Problems and tasks:
(1) Answer these questions using the speech excerpt on forgiveness:
(a) Which of the Ten Commandments does the speaker ask everyone to live up to?
(b) What must the speaker put to rest before becoming a whole human being?
(c) In a world filled with despair, what must we still dare to do?
(2) In one to three sentences, explain why the speaker in the speech excerpt on forgiveness wants to forgive the speaker's father.

Excerpt to read:

But it all begins with forgiveness, because to heal the world, we first have to heal ourselves. And to heal the kids, we first have to heal the child within, each and every one of us. As an adult, and as a parent, I realise that I cannot be a whole human being, nor a parent capable of unconditional love, until I put to rest the ghosts of my own childhood.

And that's what I'm asking all of us to do tonight. Live up to the fifth of the Ten Commandments. Honour your parents by not judging them. Give them the benefit of the doubt.

That is why I want to forgive my father and to stop judging him. I want to forgive my father, because I want a father, and this is the only one that I've got. I want the weight of my past lifted from my shoulders and I want to be free to step into a new relationship with my father, for the rest of my life, unhindered by the goblins of the past.

In a world filled with hate, we must still dare to hope. In a world filled with anger, we must still dare to comfort. In a world filled with despair, we must still dare to dream. And in a world filled with distrust, we must still dare to believe.

Stored data:

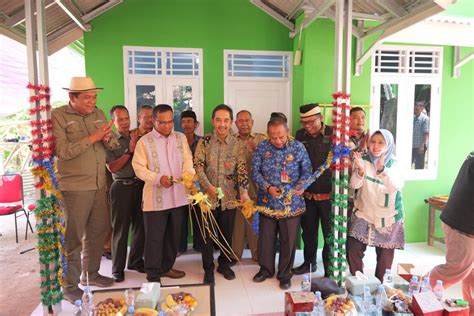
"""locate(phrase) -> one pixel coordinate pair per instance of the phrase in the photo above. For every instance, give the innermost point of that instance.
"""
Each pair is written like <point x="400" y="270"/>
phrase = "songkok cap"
<point x="82" y="84"/>
<point x="189" y="113"/>
<point x="278" y="115"/>
<point x="308" y="110"/>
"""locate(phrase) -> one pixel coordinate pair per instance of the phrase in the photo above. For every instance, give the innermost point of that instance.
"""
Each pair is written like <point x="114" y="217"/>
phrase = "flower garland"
<point x="339" y="199"/>
<point x="49" y="220"/>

Results of the exercise:
(1)
(a) The fifth.
(b) The ghosts of the speaker's own childhood.
(c) Dream.

(2) The speaker wants a father, and this is the only one the speaker has. The speaker also wants the weight of the past lifted and wants to be free to step into a new relationship with this father, unhindered by the goblins of the past.